__Task objective__
Output the portion of the infant brain atlas text starting with "There have been" and going on through "early brain development.", word for word.

##### Document segment #####

There have been recent advancements in the field of neuroimaging and mapping the human brain. Researchers have developed new human brain atlases that chart postnatal development, offering insight into how the brain changes and grows over time. These atlases use various neuroimaging techniques such as MRI and DTI to create detailed maps of brain structure and connectivity. These new atlases have important implications for our understanding of brain development and for the diagnosis and treatment of various neurological and psychiatric conditions.
Scientists have created a new collection of month-by-month infant brain atlases (IBA) that capture fine details of the developing brain in both space and time. Medical professionals can use human brain atlases to track normative trends over time and pinpoint critical aspects of early brain development.
They can see what typical structural and functional development looks like with these atlases, making it easier to spot symptoms of abnormal development such as attention-deficit/hyperactivity disorder (ADHD), dyslexia, and cerebral palsy.
Pew-Thian Yap, Ph.D., professor in the UNC Department of Radiology, and colleagues in the department and the Biomedical Research Imaging Center (BRIC) have created a new collection of month-by-month infant brain atlas (IBA) that capture fine spatiotemporal details of the early developing brain.
Our team’s human brain atlases depict the early development phase of postnatal neurodevelopment. Our atlases will be a valuable resource for brain scientists as they unravel key normative and aberrant traits of the most important stage of human brain development.

##### Information #####

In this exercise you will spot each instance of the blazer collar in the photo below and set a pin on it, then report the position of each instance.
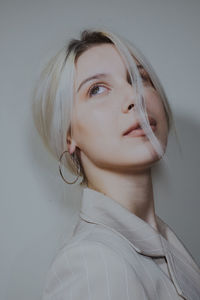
(100, 209)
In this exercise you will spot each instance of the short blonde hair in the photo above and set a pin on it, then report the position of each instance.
(53, 93)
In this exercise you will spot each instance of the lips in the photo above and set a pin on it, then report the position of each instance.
(137, 126)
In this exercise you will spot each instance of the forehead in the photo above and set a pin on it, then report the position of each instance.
(104, 58)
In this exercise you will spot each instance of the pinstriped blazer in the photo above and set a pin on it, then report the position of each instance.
(115, 255)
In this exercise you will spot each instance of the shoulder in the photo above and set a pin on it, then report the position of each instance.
(89, 269)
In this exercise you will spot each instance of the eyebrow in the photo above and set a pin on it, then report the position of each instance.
(99, 76)
(96, 76)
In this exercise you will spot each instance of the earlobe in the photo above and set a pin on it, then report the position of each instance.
(71, 145)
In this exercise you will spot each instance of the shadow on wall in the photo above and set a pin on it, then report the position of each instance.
(177, 202)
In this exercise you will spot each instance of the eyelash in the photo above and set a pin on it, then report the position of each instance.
(93, 87)
(144, 77)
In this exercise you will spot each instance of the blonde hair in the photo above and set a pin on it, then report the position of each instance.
(53, 93)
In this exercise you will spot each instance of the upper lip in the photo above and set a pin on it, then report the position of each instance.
(136, 125)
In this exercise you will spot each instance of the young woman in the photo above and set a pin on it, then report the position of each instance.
(103, 113)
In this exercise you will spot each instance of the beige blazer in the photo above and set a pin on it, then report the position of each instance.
(115, 255)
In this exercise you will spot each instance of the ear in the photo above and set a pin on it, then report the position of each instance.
(71, 144)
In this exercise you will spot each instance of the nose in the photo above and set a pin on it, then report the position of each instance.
(129, 99)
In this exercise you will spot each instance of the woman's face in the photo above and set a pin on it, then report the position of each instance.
(101, 113)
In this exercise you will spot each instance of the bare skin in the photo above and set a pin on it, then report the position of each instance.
(115, 165)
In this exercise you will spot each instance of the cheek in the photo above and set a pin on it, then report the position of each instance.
(91, 125)
(155, 107)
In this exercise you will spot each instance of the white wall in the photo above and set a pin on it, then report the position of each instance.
(38, 211)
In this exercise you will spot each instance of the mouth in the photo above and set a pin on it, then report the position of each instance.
(136, 130)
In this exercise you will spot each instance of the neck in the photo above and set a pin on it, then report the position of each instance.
(133, 191)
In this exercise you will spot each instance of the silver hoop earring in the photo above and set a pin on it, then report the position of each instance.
(60, 170)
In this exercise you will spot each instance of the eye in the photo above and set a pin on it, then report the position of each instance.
(93, 90)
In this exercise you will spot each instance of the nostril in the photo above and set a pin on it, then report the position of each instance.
(130, 106)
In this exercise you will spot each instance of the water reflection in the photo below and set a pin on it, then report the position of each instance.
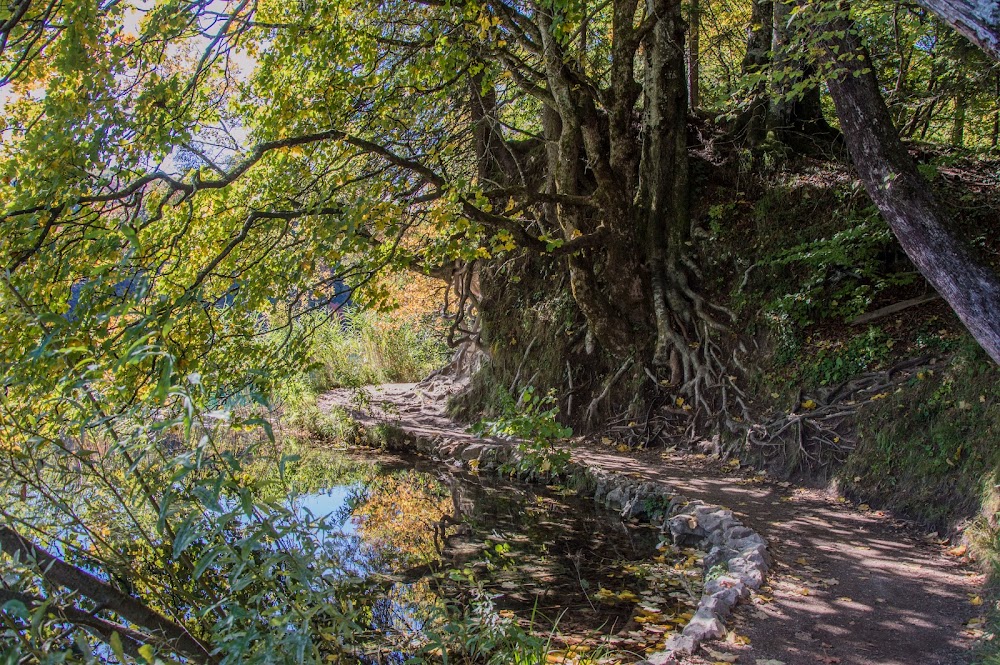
(424, 541)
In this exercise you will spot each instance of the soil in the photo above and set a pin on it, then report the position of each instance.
(848, 585)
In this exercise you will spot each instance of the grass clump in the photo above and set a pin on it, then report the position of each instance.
(350, 351)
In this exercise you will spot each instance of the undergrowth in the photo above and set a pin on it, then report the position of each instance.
(351, 351)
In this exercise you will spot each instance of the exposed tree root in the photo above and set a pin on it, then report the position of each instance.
(819, 430)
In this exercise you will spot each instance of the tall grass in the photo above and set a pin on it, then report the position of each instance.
(360, 348)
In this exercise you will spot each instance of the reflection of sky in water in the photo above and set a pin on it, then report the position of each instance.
(328, 505)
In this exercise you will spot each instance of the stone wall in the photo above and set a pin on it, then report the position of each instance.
(736, 561)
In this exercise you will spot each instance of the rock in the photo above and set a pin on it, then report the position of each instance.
(677, 644)
(615, 499)
(661, 657)
(472, 452)
(704, 626)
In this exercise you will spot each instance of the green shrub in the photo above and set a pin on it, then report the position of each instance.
(839, 276)
(532, 421)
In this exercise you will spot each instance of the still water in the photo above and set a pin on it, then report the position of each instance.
(423, 541)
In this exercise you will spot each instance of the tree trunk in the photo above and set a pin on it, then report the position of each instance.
(693, 54)
(958, 126)
(796, 118)
(894, 184)
(663, 173)
(752, 123)
(978, 20)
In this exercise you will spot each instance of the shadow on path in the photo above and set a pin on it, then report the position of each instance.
(847, 588)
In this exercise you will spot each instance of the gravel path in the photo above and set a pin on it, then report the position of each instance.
(849, 586)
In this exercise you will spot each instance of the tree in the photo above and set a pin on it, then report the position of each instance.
(897, 188)
(979, 20)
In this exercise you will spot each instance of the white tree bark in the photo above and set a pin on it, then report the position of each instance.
(979, 20)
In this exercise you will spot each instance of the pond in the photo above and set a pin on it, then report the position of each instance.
(427, 546)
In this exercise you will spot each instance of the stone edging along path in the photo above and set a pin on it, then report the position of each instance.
(737, 559)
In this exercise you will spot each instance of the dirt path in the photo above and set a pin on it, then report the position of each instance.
(848, 587)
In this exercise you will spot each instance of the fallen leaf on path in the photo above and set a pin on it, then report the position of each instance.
(721, 657)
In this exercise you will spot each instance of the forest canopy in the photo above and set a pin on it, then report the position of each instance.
(187, 188)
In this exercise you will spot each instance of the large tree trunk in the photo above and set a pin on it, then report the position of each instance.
(752, 122)
(694, 55)
(894, 184)
(664, 174)
(979, 20)
(796, 118)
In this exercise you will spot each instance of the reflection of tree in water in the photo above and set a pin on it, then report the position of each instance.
(399, 517)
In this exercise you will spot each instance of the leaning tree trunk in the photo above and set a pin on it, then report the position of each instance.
(978, 20)
(891, 178)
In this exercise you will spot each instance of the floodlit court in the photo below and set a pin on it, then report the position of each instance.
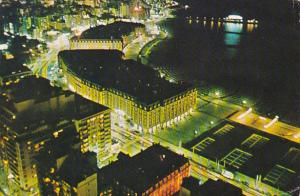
(255, 140)
(218, 108)
(279, 175)
(236, 158)
(271, 126)
(203, 144)
(188, 129)
(246, 151)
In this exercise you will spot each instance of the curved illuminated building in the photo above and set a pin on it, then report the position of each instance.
(113, 36)
(104, 77)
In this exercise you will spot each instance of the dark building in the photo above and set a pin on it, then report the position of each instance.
(155, 171)
(32, 113)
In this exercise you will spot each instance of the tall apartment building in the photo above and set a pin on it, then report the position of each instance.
(137, 90)
(113, 36)
(32, 114)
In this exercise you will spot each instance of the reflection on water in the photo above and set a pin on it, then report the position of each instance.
(232, 37)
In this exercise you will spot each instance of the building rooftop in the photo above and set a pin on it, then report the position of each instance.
(107, 69)
(251, 152)
(114, 30)
(210, 187)
(142, 171)
(32, 104)
(11, 67)
(77, 167)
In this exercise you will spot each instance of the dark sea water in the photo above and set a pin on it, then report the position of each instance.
(260, 61)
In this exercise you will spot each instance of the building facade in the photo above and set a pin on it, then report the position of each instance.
(147, 117)
(108, 42)
(27, 125)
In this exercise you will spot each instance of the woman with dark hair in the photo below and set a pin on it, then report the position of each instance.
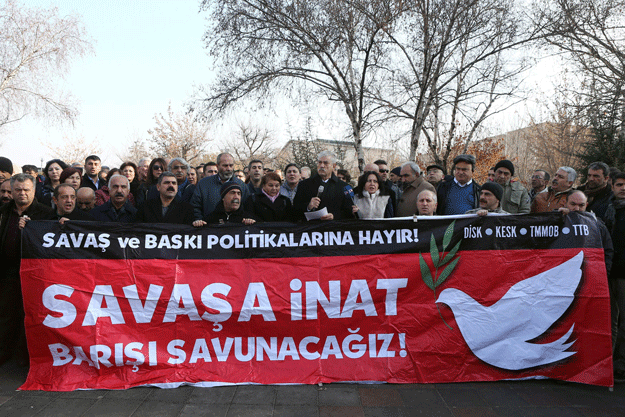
(156, 168)
(72, 176)
(130, 170)
(192, 176)
(343, 175)
(268, 205)
(372, 200)
(52, 172)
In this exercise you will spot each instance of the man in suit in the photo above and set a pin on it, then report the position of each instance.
(91, 179)
(165, 208)
(324, 189)
(117, 209)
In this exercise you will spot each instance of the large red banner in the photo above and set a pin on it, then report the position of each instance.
(447, 300)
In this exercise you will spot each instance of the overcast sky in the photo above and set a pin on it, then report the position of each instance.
(147, 53)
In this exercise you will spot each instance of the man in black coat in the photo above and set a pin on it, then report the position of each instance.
(598, 190)
(64, 198)
(117, 209)
(13, 215)
(166, 208)
(229, 209)
(91, 179)
(324, 190)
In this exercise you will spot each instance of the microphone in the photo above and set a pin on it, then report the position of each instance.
(319, 192)
(349, 194)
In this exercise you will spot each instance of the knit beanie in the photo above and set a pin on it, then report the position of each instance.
(505, 164)
(6, 165)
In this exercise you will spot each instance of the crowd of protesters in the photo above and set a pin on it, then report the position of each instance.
(172, 191)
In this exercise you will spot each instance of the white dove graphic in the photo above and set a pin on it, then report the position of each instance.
(499, 334)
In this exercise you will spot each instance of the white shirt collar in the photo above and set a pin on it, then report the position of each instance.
(462, 186)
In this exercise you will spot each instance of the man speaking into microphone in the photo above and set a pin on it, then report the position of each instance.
(324, 190)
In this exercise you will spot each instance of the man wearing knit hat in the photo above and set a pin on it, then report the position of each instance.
(460, 193)
(6, 168)
(229, 209)
(491, 194)
(515, 199)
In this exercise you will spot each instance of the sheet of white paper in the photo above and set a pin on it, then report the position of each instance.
(314, 215)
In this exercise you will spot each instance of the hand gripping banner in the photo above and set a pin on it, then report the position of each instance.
(442, 300)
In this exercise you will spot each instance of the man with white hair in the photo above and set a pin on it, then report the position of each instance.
(426, 203)
(324, 190)
(142, 168)
(207, 191)
(117, 209)
(413, 183)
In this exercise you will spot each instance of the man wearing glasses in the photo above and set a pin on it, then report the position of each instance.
(324, 189)
(413, 183)
(540, 181)
(390, 185)
(462, 194)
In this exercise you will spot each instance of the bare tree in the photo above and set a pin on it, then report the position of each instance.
(36, 47)
(451, 68)
(135, 152)
(590, 34)
(327, 47)
(74, 149)
(251, 143)
(178, 135)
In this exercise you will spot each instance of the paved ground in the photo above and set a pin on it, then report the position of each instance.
(523, 398)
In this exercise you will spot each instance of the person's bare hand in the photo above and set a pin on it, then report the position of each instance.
(22, 222)
(314, 203)
(564, 211)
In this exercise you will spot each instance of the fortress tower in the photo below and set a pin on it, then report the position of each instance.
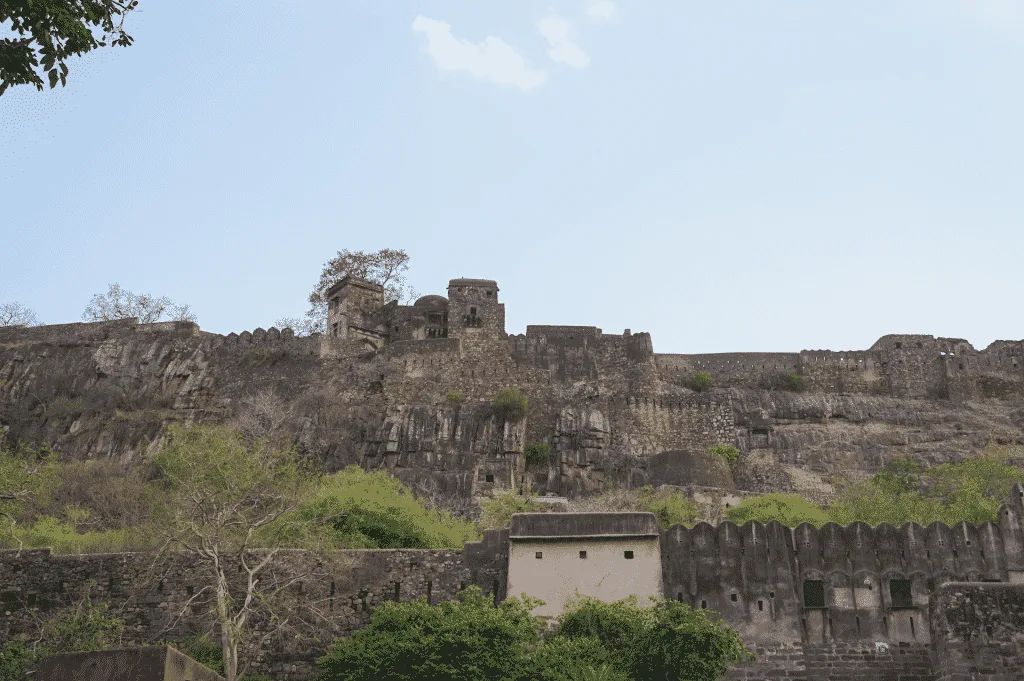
(473, 308)
(352, 307)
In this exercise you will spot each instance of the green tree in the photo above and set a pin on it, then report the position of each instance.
(386, 266)
(26, 475)
(669, 640)
(791, 510)
(229, 505)
(464, 640)
(43, 34)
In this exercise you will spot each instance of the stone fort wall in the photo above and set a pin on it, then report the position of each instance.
(832, 603)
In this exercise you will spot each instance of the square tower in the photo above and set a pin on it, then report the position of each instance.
(353, 311)
(473, 308)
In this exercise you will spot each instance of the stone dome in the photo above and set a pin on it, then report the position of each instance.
(431, 301)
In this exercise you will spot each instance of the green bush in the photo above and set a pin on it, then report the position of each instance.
(375, 510)
(727, 453)
(82, 628)
(791, 510)
(668, 641)
(509, 405)
(700, 381)
(671, 506)
(205, 650)
(537, 455)
(464, 640)
(497, 512)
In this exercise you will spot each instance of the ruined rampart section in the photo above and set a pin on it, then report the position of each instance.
(978, 631)
(343, 588)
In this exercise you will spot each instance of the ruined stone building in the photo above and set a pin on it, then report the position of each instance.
(408, 388)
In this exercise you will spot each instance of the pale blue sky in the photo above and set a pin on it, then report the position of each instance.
(726, 175)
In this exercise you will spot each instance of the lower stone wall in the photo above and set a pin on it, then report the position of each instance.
(978, 630)
(839, 662)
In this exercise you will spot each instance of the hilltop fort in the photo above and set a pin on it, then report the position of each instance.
(409, 388)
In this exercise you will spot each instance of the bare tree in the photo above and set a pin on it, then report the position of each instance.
(120, 303)
(16, 314)
(229, 505)
(386, 266)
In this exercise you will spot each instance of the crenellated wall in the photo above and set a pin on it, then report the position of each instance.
(832, 603)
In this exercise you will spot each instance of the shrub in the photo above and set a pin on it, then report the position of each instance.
(205, 650)
(375, 510)
(509, 405)
(727, 453)
(668, 641)
(537, 455)
(791, 510)
(464, 640)
(497, 512)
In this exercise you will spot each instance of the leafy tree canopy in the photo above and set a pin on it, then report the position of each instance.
(43, 34)
(386, 266)
(464, 640)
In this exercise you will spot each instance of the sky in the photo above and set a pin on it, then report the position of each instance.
(729, 176)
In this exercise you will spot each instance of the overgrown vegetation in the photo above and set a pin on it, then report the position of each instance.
(472, 640)
(509, 405)
(726, 453)
(671, 506)
(498, 511)
(903, 492)
(700, 381)
(537, 455)
(374, 510)
(82, 628)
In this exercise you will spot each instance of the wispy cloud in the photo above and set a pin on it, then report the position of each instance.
(561, 48)
(602, 10)
(494, 59)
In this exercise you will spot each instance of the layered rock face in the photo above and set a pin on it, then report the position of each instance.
(609, 409)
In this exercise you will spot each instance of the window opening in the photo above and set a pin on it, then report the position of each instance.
(814, 593)
(899, 591)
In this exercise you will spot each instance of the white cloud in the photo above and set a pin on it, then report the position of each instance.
(558, 34)
(493, 59)
(603, 10)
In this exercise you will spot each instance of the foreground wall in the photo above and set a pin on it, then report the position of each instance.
(167, 603)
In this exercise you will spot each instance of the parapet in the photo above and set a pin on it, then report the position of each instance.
(581, 525)
(158, 663)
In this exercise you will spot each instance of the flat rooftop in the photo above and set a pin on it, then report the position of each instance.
(583, 525)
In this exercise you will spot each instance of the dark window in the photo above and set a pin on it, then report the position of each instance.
(899, 590)
(814, 593)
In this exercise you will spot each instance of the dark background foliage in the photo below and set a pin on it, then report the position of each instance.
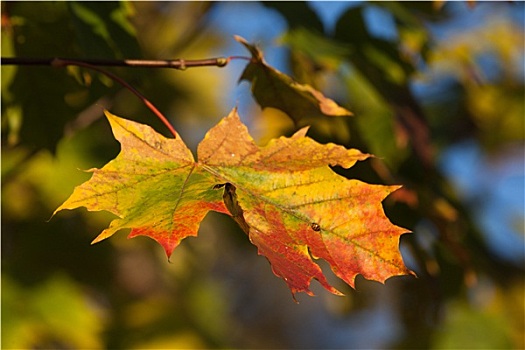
(437, 94)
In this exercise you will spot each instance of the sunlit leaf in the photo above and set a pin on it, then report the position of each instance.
(286, 198)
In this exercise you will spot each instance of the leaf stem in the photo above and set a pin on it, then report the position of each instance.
(180, 64)
(61, 62)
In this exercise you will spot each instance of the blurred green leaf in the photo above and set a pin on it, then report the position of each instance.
(56, 313)
(271, 88)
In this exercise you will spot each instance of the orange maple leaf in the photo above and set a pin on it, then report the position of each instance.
(293, 207)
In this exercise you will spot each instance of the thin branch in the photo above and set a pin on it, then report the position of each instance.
(176, 64)
(151, 106)
(94, 64)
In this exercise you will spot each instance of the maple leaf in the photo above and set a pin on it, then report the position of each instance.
(272, 88)
(284, 195)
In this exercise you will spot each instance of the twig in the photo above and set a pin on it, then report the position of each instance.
(176, 64)
(94, 64)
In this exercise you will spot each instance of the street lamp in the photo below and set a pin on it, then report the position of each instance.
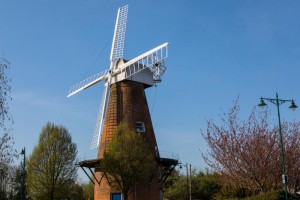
(293, 107)
(188, 179)
(23, 187)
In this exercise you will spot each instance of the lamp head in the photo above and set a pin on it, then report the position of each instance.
(261, 103)
(23, 151)
(293, 106)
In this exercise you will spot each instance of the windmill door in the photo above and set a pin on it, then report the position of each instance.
(116, 196)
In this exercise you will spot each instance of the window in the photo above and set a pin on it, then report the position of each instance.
(116, 196)
(140, 127)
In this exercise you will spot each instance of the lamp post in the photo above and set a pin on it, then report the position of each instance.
(188, 179)
(23, 187)
(293, 107)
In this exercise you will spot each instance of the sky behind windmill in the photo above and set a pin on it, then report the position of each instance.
(219, 50)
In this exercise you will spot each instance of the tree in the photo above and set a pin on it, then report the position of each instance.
(204, 186)
(51, 167)
(7, 151)
(247, 153)
(128, 160)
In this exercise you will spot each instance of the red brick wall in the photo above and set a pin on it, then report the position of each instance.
(127, 103)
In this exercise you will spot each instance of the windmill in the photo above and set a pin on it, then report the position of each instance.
(124, 100)
(146, 68)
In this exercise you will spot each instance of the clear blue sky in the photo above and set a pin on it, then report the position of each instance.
(219, 50)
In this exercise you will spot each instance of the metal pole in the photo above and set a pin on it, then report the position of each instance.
(187, 178)
(282, 150)
(190, 181)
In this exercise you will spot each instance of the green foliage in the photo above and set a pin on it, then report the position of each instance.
(128, 160)
(51, 167)
(271, 195)
(88, 190)
(204, 186)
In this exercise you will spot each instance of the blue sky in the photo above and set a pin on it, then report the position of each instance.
(219, 50)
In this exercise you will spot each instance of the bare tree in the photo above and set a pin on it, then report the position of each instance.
(247, 152)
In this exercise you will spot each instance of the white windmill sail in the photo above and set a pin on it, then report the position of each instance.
(119, 34)
(87, 82)
(149, 59)
(116, 53)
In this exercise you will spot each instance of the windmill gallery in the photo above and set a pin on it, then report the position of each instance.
(124, 100)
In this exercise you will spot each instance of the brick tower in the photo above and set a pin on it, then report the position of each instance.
(127, 103)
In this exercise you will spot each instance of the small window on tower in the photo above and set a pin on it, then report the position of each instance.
(140, 127)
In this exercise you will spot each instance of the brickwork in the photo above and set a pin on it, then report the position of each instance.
(127, 103)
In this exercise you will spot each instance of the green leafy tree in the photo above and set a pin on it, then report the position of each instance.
(203, 186)
(128, 160)
(51, 167)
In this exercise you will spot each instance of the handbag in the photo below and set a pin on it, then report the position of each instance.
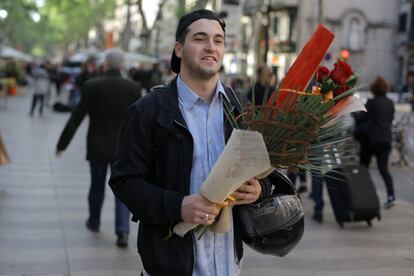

#####

__Exercise output__
There have been recent advancements in the field of neuroimaging and mapping the human brain. Researchers have developed new human brain atlases that chart postnatal development, offering insight into how the brain changes and grows over time. These atlases use various neuroimaging techniques such as MRI and DTI to create detailed maps of brain structure and connectivity. These new atlases have important implications for our understanding of brain development and for the diagnosis and treatment of various neurological and psychiatric conditions.
Scientists have created a new collection of month-by-month infant brain atlases (IBA) that capture fine details of the developing brain in both space and time. Medical professionals can use human brain atlases to track normative trends over time and pinpoint critical aspects of early brain development.